#### [Text block]
Today there are fewer than two dozen residents in this dwindling farm community. Because Monti was never incorporated, population figures were rarely compiled. Although population figures for Monti do not exist, 423 persons live in Newton Township, the 36 sqmi around Monti, according to the 2000 Census.

The community still has St. Patrick's Church and the Monti Community Center. The Monti Festival is held in June. Monti students may attend school in either the East Buchanan Community or North Linn School Districts.

In 2024, the Ronald Monaghan farm of Monti was recognized by the Iowa Department of Agriculture as a century farm.

Monti is not found on most maps and can be difficult to locate. The town of Monticello, 30 mi east, also causes some confusion. Monti appears on the official State Map of Iowa. Visitors to Monti may locate the community by heading east from Quasqueton on D-47, then turning right (south) on county road W-45, and following that road south and east to a cluster of six houses approximately 10 mi southeast of Quasqueton. These houses mark the nucleus of the community. The large Catholic church is the most visible landmark.

==Parks and recreation==
There are two wildlife areas near Monti. Buffalo Creek Wildlife Area, one mile (2 km) northwest of the community, is a 52 acre park established in 1969. Hunting and fishing are allowed with permits. 3 mi southeast of Monti is the 158 acre Newton Township Natural Area. Canoeing, fishing, and hunting are permitted at the park, which was established in 1998.

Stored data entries
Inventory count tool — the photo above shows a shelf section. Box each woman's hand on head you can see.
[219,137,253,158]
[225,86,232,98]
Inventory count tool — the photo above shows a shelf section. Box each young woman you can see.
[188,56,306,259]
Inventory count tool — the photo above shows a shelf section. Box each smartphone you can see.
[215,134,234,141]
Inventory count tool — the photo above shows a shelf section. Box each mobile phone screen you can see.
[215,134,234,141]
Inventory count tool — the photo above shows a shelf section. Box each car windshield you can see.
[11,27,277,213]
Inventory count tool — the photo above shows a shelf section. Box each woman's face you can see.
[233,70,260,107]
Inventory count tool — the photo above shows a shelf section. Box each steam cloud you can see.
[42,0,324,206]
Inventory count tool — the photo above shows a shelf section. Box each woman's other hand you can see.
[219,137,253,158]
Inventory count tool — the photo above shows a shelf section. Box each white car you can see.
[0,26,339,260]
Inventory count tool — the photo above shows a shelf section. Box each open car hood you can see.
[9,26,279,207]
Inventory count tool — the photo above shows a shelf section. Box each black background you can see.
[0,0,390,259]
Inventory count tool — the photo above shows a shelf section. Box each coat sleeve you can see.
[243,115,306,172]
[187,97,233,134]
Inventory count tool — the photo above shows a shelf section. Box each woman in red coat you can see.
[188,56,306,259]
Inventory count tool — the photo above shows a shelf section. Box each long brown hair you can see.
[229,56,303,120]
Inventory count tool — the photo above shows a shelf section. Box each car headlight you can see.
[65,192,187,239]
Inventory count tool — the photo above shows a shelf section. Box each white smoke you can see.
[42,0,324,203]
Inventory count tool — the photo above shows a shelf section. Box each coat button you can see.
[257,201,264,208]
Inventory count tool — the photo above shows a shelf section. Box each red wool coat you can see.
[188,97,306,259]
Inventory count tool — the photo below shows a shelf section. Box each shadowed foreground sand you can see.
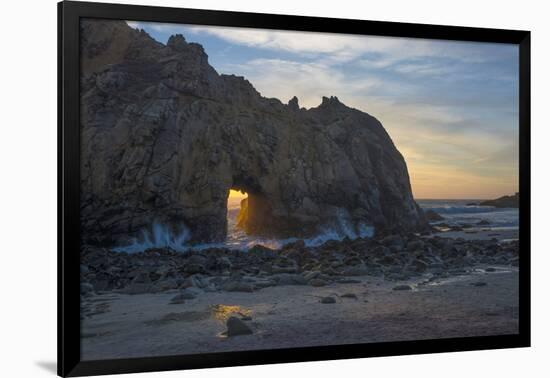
[82,266,519,360]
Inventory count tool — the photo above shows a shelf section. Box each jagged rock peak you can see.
[321,96,345,106]
[288,96,300,110]
[166,34,188,51]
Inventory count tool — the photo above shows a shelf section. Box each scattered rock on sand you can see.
[170,290,201,304]
[308,278,327,287]
[470,281,487,287]
[225,316,252,337]
[223,281,254,293]
[273,273,307,285]
[392,285,412,290]
[340,293,357,299]
[337,278,361,283]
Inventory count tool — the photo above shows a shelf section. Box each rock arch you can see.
[81,20,426,244]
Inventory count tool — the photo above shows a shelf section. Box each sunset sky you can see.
[129,22,519,199]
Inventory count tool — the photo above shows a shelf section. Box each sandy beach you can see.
[81,230,518,360]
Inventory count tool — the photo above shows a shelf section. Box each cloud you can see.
[129,22,518,198]
[128,21,508,66]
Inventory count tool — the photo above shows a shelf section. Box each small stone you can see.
[308,278,327,287]
[340,293,357,299]
[225,316,252,337]
[222,281,254,293]
[392,285,412,290]
[170,290,197,304]
[337,278,361,283]
[470,281,487,287]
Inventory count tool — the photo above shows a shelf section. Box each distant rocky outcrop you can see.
[80,20,427,244]
[479,192,519,208]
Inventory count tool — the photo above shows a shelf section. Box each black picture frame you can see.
[58,1,531,376]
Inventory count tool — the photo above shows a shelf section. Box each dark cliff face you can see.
[81,20,426,243]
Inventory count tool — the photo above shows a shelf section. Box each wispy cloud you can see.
[129,22,518,198]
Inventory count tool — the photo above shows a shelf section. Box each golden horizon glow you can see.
[229,189,248,199]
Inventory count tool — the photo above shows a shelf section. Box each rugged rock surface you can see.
[81,20,426,244]
[80,234,519,296]
[479,193,519,208]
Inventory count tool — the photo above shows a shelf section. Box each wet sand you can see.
[82,266,518,360]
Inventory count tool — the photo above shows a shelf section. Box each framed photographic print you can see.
[58,2,530,376]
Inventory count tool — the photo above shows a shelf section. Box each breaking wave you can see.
[113,211,374,253]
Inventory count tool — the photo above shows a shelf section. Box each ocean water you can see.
[416,199,519,231]
[114,198,519,253]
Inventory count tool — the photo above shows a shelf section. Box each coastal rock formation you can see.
[479,193,519,209]
[80,20,427,244]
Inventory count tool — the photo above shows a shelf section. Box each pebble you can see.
[392,285,412,290]
[225,316,253,337]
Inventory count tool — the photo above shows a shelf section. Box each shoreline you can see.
[81,230,519,359]
[81,268,518,360]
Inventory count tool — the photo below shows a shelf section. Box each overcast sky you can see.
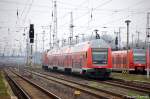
[0,0,150,54]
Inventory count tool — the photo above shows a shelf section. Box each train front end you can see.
[83,39,112,78]
[132,49,146,73]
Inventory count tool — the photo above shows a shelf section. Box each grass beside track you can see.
[0,70,10,99]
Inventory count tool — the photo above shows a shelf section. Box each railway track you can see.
[101,80,150,96]
[5,70,61,99]
[23,70,130,99]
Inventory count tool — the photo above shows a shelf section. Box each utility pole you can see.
[49,25,52,49]
[43,30,45,52]
[52,1,57,47]
[69,12,74,45]
[132,34,134,48]
[146,12,150,78]
[136,31,140,47]
[81,34,85,42]
[118,27,121,49]
[75,35,79,44]
[34,34,38,64]
[125,20,131,73]
[114,31,119,50]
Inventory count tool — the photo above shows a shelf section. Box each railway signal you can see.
[29,24,34,43]
[125,20,131,73]
[29,24,34,66]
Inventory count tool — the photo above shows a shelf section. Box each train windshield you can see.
[133,49,146,64]
[92,49,108,65]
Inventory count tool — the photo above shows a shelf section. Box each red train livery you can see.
[43,39,112,78]
[112,49,147,73]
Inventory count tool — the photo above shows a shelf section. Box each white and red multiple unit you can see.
[112,49,147,72]
[43,39,112,78]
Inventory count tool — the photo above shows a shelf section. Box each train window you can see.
[133,49,146,64]
[92,49,108,65]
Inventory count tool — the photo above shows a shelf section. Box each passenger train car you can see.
[43,39,112,78]
[112,49,147,73]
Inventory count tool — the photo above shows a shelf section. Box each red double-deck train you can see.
[112,49,148,73]
[43,39,112,78]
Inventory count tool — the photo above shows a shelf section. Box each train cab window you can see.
[133,49,146,64]
[92,49,108,65]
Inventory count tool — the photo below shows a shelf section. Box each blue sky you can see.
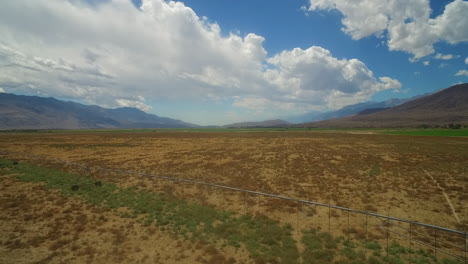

#### [Task instructions]
Update the passage of the Monti text that begins at "Monti is not" and ends at "most visible landmark.", writing it out again with "Quasqueton" replaced by "the town of Quasqueton".

#### [Result of the task]
Monti is not found on most maps and can be difficult to locate. The town of Monticello, 30 mi east, also causes some confusion. Monti appears on the official State Map of Iowa. Visitors to Monti may locate the community by heading east from the town of Quasqueton on D-47, then turning right (south) on county road W-45, and following that road south and east to a cluster of six houses approximately 10 mi southeast of the town of Quasqueton. These houses mark the nucleus of the community. The large Catholic church is the most visible landmark.